- **Work instruction 1**
Using the summer squash post below, decide whether each statement agrees with it. Answer yes or no for each, and quote the words from the post that decide it.
(a) One raw cup of summer squash has 25 calories.
(b) Vitamin A is water-soluble.
(c) The squash came from the Union Square Greenmarket.
- **Work instruction 2**
Answer these questions from the summer squash post below.
(a) How many teaspoons of extra virgin olive oil go in the pan with the shallot?
(b) Which two tools are used to cut the zucchini into ribbons?
(c) Which cheese is suggested as a topping?
- **Work instruction 3**
Translate this sentence from the summer squash post into Spanish: "Ribbons are a nice variation from my typical cubes or rounds."

Skinny Summer Squash

Mmm, summer squash.  I love it.  Zucchini, yellow crookneck, pattypan… they’re all so tasty and filling, too.  One raw cup is only 25 calories.  Sauté a small shallot with two teaspoons of extra virgin olive oil in a large pan, throw in two cups of the summer squash, and within minutes you have a heaping bowl of deliciousness for just 150 calories.  It also has healthy doses of:

  • Vitamin C- an antioxidant.  This word is thrown around a lot lately, but what does it really mean? Antioxidants lessen oxidative stress during metabolism, a problem in which molecules within your body steal electrons from their neighboring molecules.  This process causes great destruction to cells. Vitamin C helps by giving up its own electrons.  Pretty cool.
  • Vitamin A- great for eyes, skin, and bones.  Vitamin A takes a variety of forms within the body including retinol, retinal, and retinoic acid.  These compounds initiate chain reactions, such as switching on genes for transcription or allowing for the production of rhodopsin, a material in the retina needed for sight.  Vitamin A is fat-soluble and can be stored in the body.
  • Potassium- for nerve function, heart, and cell membrane function.  Potassium is needed to maintain balance of water and solutes between inner and outer cell fluids.  It also allows cells to produce electrical discharges which are needed for muscle contraction and sending signals through neurons.
and
  • Sheer yumminess.  Enough said.

I picked these babies up at the Tompkins Square Greenmarket.

I’ve been making ribbons out of the zucchini with either a vegetable peeler or mandoline, depending upon the kitchen’s offerings.  Ribbons are a nice variation from my typical cubes or rounds.

Five minutes on the stove.

Success!  Top it with a little pecorino romano for a sharp kick.

The three zucchini made two bowls.  Zucchini makes a great meal paired with a small portion of pasta, a little risotto, or some white beans on a crusty bread.

- **Data under study**
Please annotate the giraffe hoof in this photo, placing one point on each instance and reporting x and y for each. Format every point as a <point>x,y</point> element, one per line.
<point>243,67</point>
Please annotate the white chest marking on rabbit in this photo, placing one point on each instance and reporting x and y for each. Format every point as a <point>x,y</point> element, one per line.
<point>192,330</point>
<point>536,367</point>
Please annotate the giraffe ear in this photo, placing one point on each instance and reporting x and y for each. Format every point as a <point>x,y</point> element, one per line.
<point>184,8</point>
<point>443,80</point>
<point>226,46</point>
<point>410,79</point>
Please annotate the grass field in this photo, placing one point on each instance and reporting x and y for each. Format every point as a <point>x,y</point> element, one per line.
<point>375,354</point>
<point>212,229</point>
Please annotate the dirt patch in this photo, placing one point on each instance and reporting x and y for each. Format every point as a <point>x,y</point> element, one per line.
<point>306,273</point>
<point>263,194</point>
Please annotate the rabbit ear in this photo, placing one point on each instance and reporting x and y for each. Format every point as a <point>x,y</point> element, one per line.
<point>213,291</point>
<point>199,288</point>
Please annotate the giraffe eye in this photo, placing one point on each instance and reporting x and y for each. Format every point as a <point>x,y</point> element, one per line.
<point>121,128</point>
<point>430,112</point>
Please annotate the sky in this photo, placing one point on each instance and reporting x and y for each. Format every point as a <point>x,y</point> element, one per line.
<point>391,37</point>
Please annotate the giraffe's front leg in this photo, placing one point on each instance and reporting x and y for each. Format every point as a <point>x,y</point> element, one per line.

- **Written response 1**
(a) Yes: "One raw cup is only 25 calories."
(b) No: "Vitamin A is fat-soluble and can be stored in the body."
(c) No: "I picked these babies up at the Tompkins Square Greenmarket."

- **Written response 2**
(a) Two teaspoons.
(b) A vegetable peeler or a mandoline.
(c) Pecorino romano.

- **Written response 3**
Las cintas son una buena variación de mis habituales cubos o rodajas.